Using the information
**a.** In the text about Joyce's illness, what grain does her alkaline diet include, and what is it notably high in?
**b.** Continue the text about Joyce's illness and her alkaline diet, beginning after its final sentence.

Reading text
Cancer is a multi-causal disease, Joyce explained, often brought on by multiple toxicities.

Joyce spent her youth around second-hand smoke from her father's smoking and had a mouth full of mercury fillings, which she said can cause damage to both the nervous and immune system.

Her high-stress lifestyle — working long hours on Wall Street and subsisting on a very unhealthy diet of coffee, carbs and sugar — may have also played a role in her illness.

"And then there are the stressors that go all the way back to childhood that you just keep inside and accept as part of our life but don't realize how it impacts us on a daily basis," she said.

Though most people are not aware they have any, food allergies also stress the immune system as it works to attack allergens in the body.

Because of the Federal Drug Administration's cautious and slow approval process, biological medicine is not yet commonly available in the U.S., though it is steadily gaining a foothold in this country, she said. Whole body hyperthermia, which deliberately raises a patient's body temperature, is one treatment that awaits FDA approval.

Joyce's new "alkaline" diet consists of mostly raw foods, as many vegetables as she can eat and lots of quinoa, a grain notably high in protein. "What you're trying to do, especially in the beginning, is get as many greens into your body as possible because that's how you're going to heal."

Supplied data
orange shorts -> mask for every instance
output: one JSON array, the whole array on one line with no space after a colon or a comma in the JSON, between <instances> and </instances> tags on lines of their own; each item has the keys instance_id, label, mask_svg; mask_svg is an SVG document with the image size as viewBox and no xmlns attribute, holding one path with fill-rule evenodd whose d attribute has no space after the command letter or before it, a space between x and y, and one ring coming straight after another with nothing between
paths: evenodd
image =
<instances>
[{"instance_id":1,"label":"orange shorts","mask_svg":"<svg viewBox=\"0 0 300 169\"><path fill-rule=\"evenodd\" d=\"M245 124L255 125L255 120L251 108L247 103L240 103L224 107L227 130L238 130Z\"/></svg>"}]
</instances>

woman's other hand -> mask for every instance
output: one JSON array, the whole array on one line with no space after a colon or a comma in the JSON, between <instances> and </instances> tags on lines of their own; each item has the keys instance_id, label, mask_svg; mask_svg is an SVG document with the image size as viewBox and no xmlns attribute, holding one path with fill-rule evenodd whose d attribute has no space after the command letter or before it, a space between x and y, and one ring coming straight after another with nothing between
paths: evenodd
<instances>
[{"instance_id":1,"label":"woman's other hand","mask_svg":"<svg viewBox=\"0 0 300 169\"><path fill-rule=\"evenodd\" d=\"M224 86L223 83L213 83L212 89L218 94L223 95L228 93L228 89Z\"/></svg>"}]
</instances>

Response list
**a.** Her diet includes lots of quinoa, a grain notably high in protein.

**b.**
Four weeks into her new diet, she claims she was already feeling better.

Still, a good mental outlook might be one of the most vital aspects of the healing process, she noted.

One of the first things people must do is to take control, she said, "and to convince yourself that number one, nobody knows what your outcome will be. It's an approach of, 'I'm going to take it on. I'm going to heal my body.'"

These days, Joyce is out on the road, lecturing others on how to cure themselves and to prevent illness. Meanwhile, Kevin is walking again and for the time being, is back at work. Once the book is published, he plans to join his wife on the road, spreading their message of healing and hope.

"This is our mission," said Joyce. "We just feel so incredibly blessed."